■ Description of the task
Find how many lines in the entries below carry the word "target" and answer with only that figure.

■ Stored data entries
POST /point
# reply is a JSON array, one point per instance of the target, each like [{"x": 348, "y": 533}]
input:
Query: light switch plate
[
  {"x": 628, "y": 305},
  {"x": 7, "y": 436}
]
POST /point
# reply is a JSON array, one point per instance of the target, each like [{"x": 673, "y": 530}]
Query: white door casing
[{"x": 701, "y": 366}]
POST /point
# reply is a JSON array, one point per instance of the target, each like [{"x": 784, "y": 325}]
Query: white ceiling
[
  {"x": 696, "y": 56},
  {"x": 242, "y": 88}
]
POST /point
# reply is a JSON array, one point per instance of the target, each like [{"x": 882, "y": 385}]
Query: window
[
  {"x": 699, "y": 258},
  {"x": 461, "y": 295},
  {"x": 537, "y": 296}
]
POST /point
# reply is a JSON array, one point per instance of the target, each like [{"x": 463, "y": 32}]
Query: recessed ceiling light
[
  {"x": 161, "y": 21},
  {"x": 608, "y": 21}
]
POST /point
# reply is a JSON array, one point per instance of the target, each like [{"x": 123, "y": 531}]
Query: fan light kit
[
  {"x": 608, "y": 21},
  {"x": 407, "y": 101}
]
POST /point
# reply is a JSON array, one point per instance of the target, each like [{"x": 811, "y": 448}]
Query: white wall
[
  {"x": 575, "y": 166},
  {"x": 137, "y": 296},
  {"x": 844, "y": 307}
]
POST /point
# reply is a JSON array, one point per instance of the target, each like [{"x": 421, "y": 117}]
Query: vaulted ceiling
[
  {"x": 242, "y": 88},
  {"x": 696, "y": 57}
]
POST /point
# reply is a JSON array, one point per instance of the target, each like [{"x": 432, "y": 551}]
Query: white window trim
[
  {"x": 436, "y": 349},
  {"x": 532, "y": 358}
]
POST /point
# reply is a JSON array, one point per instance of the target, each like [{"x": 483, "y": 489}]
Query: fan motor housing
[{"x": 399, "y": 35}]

■ Your response
10